Go through the records and show each line where the word "query" occurs.

=== Begin Enclosure ===

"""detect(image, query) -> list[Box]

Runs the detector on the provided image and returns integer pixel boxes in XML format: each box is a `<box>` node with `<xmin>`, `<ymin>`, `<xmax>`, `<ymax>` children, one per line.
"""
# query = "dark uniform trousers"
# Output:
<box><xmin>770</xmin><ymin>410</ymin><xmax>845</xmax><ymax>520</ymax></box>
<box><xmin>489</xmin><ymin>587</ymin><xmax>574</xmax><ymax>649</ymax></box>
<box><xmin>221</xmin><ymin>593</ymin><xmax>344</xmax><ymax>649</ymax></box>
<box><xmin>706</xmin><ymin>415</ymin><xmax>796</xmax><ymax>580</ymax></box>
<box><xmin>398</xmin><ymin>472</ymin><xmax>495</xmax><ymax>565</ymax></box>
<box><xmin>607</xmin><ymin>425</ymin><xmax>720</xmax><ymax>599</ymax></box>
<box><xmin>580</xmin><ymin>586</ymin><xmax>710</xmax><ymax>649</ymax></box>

=== End Enclosure ===

** Response to the exercise **
"""detect(image, query) -> list[Box]
# query = "dark uniform trousers"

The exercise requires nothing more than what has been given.